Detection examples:
○ ○ ○

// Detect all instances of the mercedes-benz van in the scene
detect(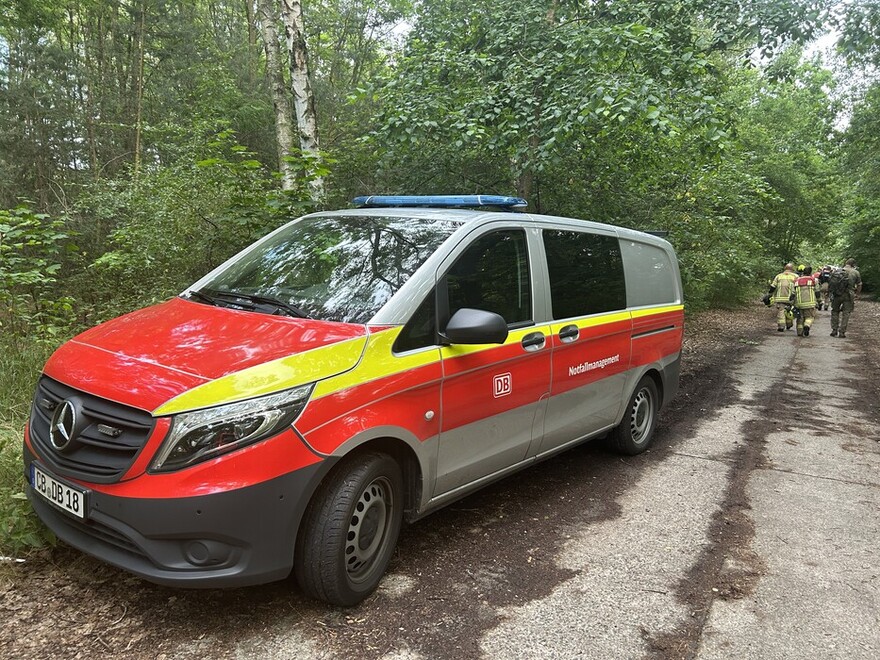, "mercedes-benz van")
[18,196,683,605]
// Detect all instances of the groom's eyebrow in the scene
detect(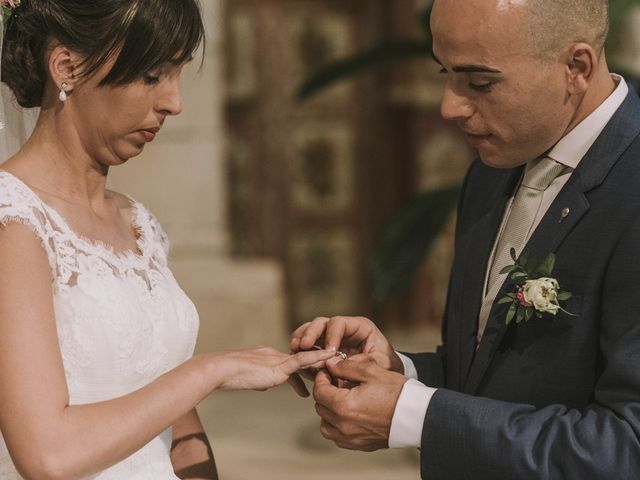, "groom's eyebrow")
[431,50,502,73]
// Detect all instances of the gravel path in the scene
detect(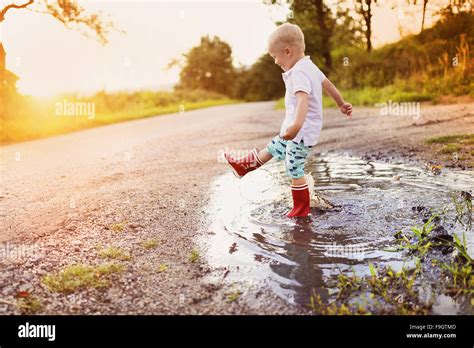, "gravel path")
[0,102,474,314]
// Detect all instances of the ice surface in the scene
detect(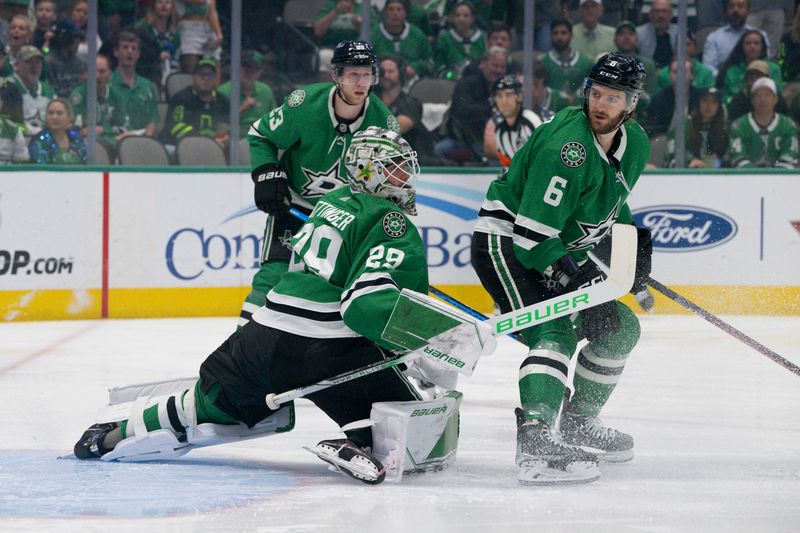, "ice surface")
[0,316,800,533]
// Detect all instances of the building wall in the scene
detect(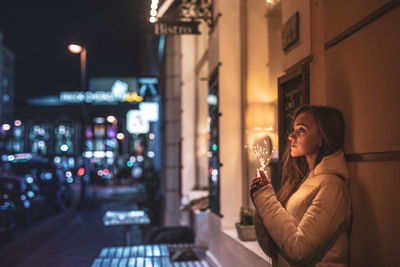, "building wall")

○ ○ ○

Written task
Gather every line in the rows above that contains the string "scene", matching case exactly, and copy each such line in full.

Output below
// Detect all instances of the mercedes-benz van in the scene
// Detect all instances of the groom's eyebrow in the scene
// Detect all instances of the gravel path in the scene
// Detect all instances of the ice surface in the scene
// Detect all instances of the building wall in the scene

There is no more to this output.